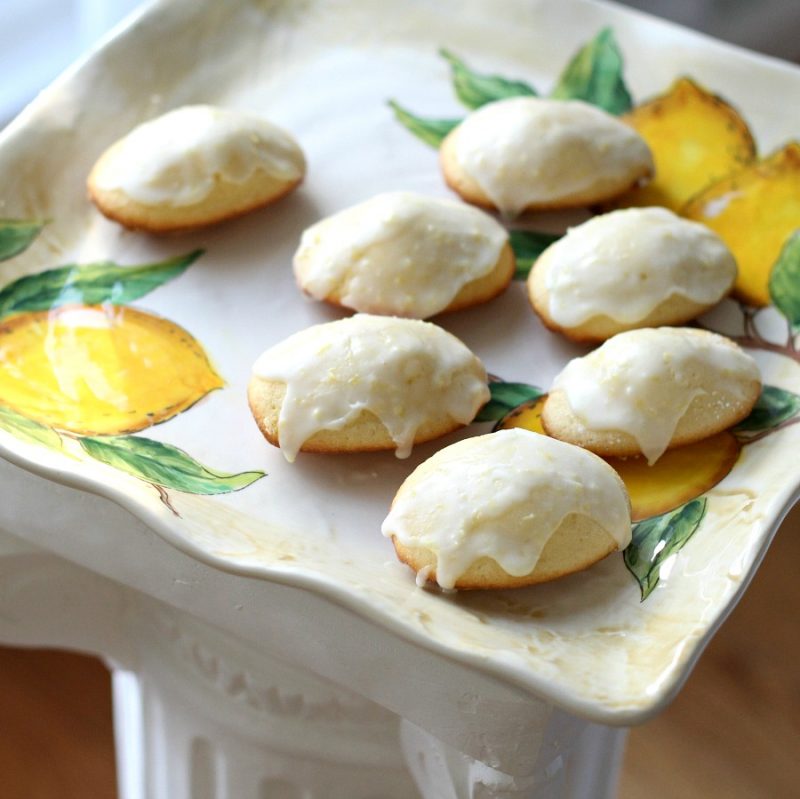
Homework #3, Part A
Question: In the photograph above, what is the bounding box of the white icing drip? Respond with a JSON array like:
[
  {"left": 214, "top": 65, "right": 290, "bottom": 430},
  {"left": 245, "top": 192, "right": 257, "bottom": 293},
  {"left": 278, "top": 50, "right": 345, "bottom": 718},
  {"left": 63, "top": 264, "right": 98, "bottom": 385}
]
________
> [EXERCISE]:
Rewrite the listing above, replacing "icing" with "frosting" and keeping everything else unchanged. Omit the picture from your answer.

> [THE RESPONSE]:
Homework #3, Part A
Question: In the photograph above, what is the bounding box of the white frosting drip? Respond with a JSON array like:
[
  {"left": 214, "top": 65, "right": 290, "bottom": 430},
  {"left": 245, "top": 192, "right": 257, "bottom": 293},
  {"left": 278, "top": 50, "right": 345, "bottom": 718},
  {"left": 63, "top": 264, "right": 98, "bottom": 385}
]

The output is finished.